Your task is to copy every line below that contains the word "pixel".

⁂

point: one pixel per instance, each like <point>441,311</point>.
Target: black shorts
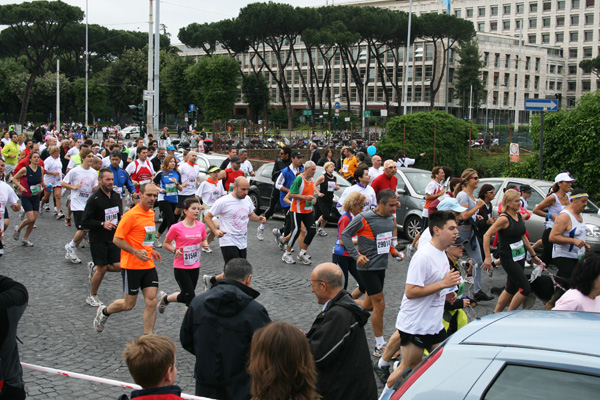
<point>77,218</point>
<point>373,281</point>
<point>422,341</point>
<point>105,253</point>
<point>136,279</point>
<point>181,199</point>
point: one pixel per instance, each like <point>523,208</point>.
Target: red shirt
<point>383,182</point>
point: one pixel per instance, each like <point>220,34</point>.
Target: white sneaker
<point>288,259</point>
<point>94,301</point>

⁂

RESULT BELOW:
point: one pixel per instance, each like <point>441,311</point>.
point: one pixel per instance, each like <point>523,208</point>.
point: one pixel per instance, each like <point>220,34</point>.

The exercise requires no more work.